## STUDY TEXT
────────────────────

Keller is committed to delivering its solutions in a socially and environmentally conscious manner.

Over recent years reporting processes have improved and performance is generally encouraging.

The overall number of environmental incidents remained in line with those reported the previous year, with most incidents being minor hydraulic leaks. We have therefore been rolling out our improved equipment inspection process, using our site software prior to each shift commencing, in an effort to reduce the number of minor spills.

We continue to work on our preventative maintenance programmes to ensure that we address any issues before the event occurs. In addition, we ensure that secondary containment is in place for stored equipment and materials. We continually seek to improve our processes on site, specifically around job planning, to ensure that we identify, mitigate and control our risks and minimise our environmental impact. More details can be found in our biodiversity policy.

Whilst as subcontractors we have limited control on biodiversity on site, multiple business units continue to engage with local organisations and wildlife trusts to promote local biodiversity. Nonetheless, for our own operations on specific projects, we make use of dust suppression and baffling to minimise the impact of dust and noise on the local environment. We also typically use local material suppliers to support local businesses, reduce transport distances and reduce congestion around our sites. We are engaging with our trade associations to highlight upcoming legislation and best practices for the geotechnical sector.

Case study

Keller brings expertise to hospital project

Combining a range of geotechnical products and environmental innovation, Keller is helping create a new future for Norway’s leading cancer hospital.

────────────────────

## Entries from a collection
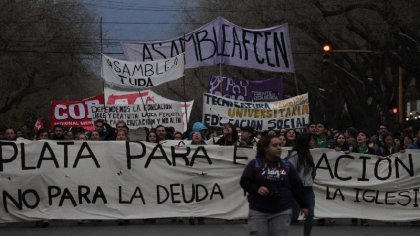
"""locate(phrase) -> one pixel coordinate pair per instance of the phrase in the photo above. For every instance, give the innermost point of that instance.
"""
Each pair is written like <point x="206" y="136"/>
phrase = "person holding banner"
<point x="272" y="184"/>
<point x="229" y="137"/>
<point x="300" y="157"/>
<point x="362" y="148"/>
<point x="152" y="137"/>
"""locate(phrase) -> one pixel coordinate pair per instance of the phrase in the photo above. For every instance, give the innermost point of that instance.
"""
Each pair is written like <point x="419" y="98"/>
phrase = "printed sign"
<point x="140" y="75"/>
<point x="74" y="113"/>
<point x="115" y="97"/>
<point x="290" y="113"/>
<point x="222" y="42"/>
<point x="138" y="115"/>
<point x="267" y="90"/>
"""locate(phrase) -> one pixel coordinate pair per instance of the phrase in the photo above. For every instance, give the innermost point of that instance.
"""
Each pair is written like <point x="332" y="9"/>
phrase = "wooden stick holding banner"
<point x="145" y="109"/>
<point x="103" y="82"/>
<point x="185" y="94"/>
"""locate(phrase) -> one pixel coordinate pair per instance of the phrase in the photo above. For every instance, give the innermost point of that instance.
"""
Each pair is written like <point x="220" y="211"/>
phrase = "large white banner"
<point x="284" y="114"/>
<point x="138" y="115"/>
<point x="140" y="75"/>
<point x="222" y="42"/>
<point x="116" y="97"/>
<point x="122" y="180"/>
<point x="118" y="180"/>
<point x="369" y="187"/>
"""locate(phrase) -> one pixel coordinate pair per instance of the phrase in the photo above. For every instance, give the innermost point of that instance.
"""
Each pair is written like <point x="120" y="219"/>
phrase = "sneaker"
<point x="320" y="222"/>
<point x="364" y="222"/>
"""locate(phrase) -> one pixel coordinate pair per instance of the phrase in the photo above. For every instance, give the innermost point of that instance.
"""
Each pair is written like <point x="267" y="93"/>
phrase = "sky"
<point x="136" y="20"/>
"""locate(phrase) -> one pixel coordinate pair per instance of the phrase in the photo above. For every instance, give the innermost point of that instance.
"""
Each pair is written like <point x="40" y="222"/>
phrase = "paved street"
<point x="211" y="227"/>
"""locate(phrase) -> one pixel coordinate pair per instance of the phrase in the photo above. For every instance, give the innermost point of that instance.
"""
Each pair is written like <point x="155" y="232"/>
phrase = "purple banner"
<point x="267" y="90"/>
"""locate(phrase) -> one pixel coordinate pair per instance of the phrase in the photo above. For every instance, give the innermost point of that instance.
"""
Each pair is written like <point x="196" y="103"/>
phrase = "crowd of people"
<point x="277" y="189"/>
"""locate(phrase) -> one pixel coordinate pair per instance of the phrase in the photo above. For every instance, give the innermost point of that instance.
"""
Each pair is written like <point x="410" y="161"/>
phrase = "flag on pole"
<point x="38" y="125"/>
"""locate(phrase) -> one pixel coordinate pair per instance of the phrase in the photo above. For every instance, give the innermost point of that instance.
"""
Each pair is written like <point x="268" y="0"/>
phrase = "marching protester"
<point x="104" y="129"/>
<point x="161" y="133"/>
<point x="247" y="138"/>
<point x="58" y="132"/>
<point x="300" y="157"/>
<point x="271" y="185"/>
<point x="9" y="134"/>
<point x="321" y="136"/>
<point x="362" y="148"/>
<point x="178" y="135"/>
<point x="42" y="134"/>
<point x="340" y="143"/>
<point x="229" y="137"/>
<point x="197" y="139"/>
<point x="121" y="135"/>
<point x="94" y="136"/>
<point x="290" y="137"/>
<point x="68" y="135"/>
<point x="200" y="127"/>
<point x="152" y="137"/>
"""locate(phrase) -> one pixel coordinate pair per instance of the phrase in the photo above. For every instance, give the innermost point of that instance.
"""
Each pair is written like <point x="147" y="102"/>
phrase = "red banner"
<point x="74" y="113"/>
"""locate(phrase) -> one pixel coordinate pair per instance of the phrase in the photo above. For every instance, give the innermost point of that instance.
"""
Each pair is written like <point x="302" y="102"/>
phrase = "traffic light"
<point x="326" y="49"/>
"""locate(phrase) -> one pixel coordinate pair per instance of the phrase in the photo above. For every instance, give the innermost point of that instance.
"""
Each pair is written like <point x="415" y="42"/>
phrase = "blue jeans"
<point x="310" y="201"/>
<point x="269" y="224"/>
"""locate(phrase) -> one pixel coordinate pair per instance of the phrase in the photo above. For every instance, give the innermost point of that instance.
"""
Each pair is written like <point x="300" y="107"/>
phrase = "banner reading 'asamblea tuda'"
<point x="222" y="42"/>
<point x="290" y="113"/>
<point x="139" y="75"/>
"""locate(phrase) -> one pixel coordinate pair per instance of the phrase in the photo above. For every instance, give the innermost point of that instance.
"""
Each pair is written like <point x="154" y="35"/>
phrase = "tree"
<point x="44" y="46"/>
<point x="355" y="89"/>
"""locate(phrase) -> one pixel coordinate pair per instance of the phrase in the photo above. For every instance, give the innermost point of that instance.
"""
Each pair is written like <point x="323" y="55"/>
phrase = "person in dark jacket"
<point x="272" y="185"/>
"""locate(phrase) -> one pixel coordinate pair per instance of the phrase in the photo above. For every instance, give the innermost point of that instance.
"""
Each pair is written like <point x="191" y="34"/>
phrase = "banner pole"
<point x="145" y="109"/>
<point x="297" y="88"/>
<point x="185" y="94"/>
<point x="103" y="82"/>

────────────────────

## ASSIGNED TASK
Take the passage on Keller's environmental commitments further by writing what comes next in its hospital case study, starting after its final sentence. The lines play no part in this work.

## EXERCISE ANSWER
Keller tackling pollution at Radiumhospitalet

The Radiumhospitalet in Oslo is undergoing a major transformation, replacing outdated buildings with a state-of-the-art treatment centre. Keller’s foundation solution combined bored piles with a jet grout seal, and anchors.

A back-flow treatment plant for jet grouting was also included. This filters the water in the spoil, which can then be reused, reducing the amount of spoil sent to landfill. To avoid overconsumption of the concrete caused by the soft clays, the ground was pre-stabilised using deep soil mixing.

Noise reduction was a priority on the live hospital site. Keller mitigated this through reverse circulation drilling. This involved water-powered, rather than air-powered, machinery, which is quieter, and also reduces vibration and the risk of settlement.

The government was looking for a quality solution, but also one that considered the environment. We were able to design a complete solution that reduced risk, noise and waste, and worked in difficult  and low-headroom areas.”